Reproduce each of the following records word for word, without the pictures.

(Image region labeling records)

— start —

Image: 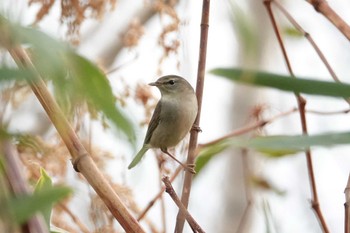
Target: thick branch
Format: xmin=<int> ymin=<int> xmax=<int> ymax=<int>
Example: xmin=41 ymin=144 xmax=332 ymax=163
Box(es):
xmin=263 ymin=0 xmax=329 ymax=233
xmin=175 ymin=0 xmax=210 ymax=233
xmin=307 ymin=0 xmax=350 ymax=40
xmin=10 ymin=48 xmax=144 ymax=232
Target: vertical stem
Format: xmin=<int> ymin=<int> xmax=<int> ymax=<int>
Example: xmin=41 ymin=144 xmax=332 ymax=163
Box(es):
xmin=264 ymin=0 xmax=329 ymax=233
xmin=0 ymin=141 xmax=48 ymax=233
xmin=9 ymin=47 xmax=144 ymax=233
xmin=175 ymin=0 xmax=210 ymax=233
xmin=344 ymin=174 xmax=350 ymax=233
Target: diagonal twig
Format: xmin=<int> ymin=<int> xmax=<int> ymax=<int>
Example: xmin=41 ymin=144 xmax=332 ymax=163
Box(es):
xmin=272 ymin=0 xmax=350 ymax=104
xmin=175 ymin=0 xmax=210 ymax=233
xmin=307 ymin=0 xmax=350 ymax=40
xmin=9 ymin=47 xmax=144 ymax=233
xmin=162 ymin=176 xmax=204 ymax=233
xmin=263 ymin=0 xmax=329 ymax=233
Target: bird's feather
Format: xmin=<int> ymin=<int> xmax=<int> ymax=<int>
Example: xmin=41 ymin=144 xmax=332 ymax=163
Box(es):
xmin=128 ymin=145 xmax=149 ymax=169
xmin=144 ymin=101 xmax=162 ymax=144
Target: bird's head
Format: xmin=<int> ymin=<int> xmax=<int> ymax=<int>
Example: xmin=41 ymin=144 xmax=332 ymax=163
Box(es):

— end —

» **WRITTEN REPLY**:
Image: 
Target: thick branch
Format: xmin=<int> ymin=<int> xmax=<int> ymax=<int>
Example: xmin=41 ymin=144 xmax=332 ymax=163
Box(es):
xmin=263 ymin=0 xmax=329 ymax=233
xmin=175 ymin=0 xmax=210 ymax=233
xmin=307 ymin=0 xmax=350 ymax=40
xmin=10 ymin=48 xmax=144 ymax=232
Target: vertical stem
Format: xmin=<int> ymin=<int> xmax=<int> ymax=<int>
Example: xmin=41 ymin=144 xmax=332 ymax=163
Box(es):
xmin=264 ymin=0 xmax=329 ymax=233
xmin=0 ymin=141 xmax=48 ymax=233
xmin=9 ymin=47 xmax=144 ymax=233
xmin=175 ymin=0 xmax=210 ymax=233
xmin=344 ymin=174 xmax=350 ymax=233
Target: diagonal twig
Format: xmin=<int> ymin=<int> xmax=<int> ymax=<int>
Example: xmin=41 ymin=144 xmax=332 ymax=163
Box(es):
xmin=272 ymin=0 xmax=350 ymax=104
xmin=175 ymin=0 xmax=210 ymax=233
xmin=307 ymin=0 xmax=350 ymax=40
xmin=9 ymin=47 xmax=144 ymax=233
xmin=162 ymin=176 xmax=204 ymax=233
xmin=263 ymin=0 xmax=329 ymax=233
Target: bird's feather
Format: xmin=<int> ymin=<int> xmax=<int> ymax=<int>
Example: xmin=41 ymin=144 xmax=332 ymax=163
Box(es):
xmin=128 ymin=145 xmax=149 ymax=169
xmin=144 ymin=101 xmax=162 ymax=144
Target: bird's head
Format: xmin=<int> ymin=<int> xmax=<int> ymax=<int>
Example: xmin=41 ymin=144 xmax=332 ymax=163
Box(es):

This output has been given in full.